▶ **What this task involves**
Output exactly the lines from the one with "pick out the green" to the close of the records below, first and last included.

▶ **Source data**
☆ ☆ ☆ ☆

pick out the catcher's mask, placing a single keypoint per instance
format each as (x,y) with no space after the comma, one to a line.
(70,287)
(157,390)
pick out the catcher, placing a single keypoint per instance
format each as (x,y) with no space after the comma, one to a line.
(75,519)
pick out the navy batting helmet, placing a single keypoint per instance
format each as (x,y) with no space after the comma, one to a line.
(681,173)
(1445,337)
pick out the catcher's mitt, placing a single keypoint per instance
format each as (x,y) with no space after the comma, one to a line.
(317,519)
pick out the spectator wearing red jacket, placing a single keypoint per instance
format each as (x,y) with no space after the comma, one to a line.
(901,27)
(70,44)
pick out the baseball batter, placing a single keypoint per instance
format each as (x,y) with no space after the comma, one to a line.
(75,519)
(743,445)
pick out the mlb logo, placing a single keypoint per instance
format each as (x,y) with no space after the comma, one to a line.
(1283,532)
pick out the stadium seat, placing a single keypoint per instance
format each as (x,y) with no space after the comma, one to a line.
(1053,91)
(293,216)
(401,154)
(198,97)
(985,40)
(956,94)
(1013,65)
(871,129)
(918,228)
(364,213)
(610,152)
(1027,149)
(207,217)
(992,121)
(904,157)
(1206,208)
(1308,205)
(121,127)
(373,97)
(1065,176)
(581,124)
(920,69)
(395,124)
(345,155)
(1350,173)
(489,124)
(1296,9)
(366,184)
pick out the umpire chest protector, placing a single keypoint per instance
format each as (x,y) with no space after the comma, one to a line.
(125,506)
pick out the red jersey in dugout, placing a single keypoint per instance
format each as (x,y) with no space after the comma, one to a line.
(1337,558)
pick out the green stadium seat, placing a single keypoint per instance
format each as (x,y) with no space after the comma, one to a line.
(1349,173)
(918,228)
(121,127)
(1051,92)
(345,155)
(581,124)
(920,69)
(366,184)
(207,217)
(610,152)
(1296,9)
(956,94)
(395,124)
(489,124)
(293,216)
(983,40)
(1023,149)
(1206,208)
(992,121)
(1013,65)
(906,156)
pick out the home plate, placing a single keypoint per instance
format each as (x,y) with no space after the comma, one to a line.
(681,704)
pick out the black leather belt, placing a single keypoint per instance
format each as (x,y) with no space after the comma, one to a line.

☆ ☆ ☆ ☆

▶ **Problem solution**
pick out the green stadium seat, placing a single keypoint per instance
format each as (x,y) with no space after the comma, one to a line.
(1349,173)
(918,228)
(121,127)
(1051,92)
(345,155)
(581,124)
(920,69)
(366,184)
(207,217)
(610,152)
(1296,9)
(956,94)
(395,124)
(489,124)
(293,216)
(983,40)
(1023,149)
(1206,208)
(992,121)
(1013,65)
(906,156)
pick out the home plate, placing a single keypoint per instance
format each as (x,y) with no space after the comma, one to a line.
(681,704)
pick out the black leather belt, placing a single keypoint per instance
format each as (x,y) with no space after the comma, one to a line.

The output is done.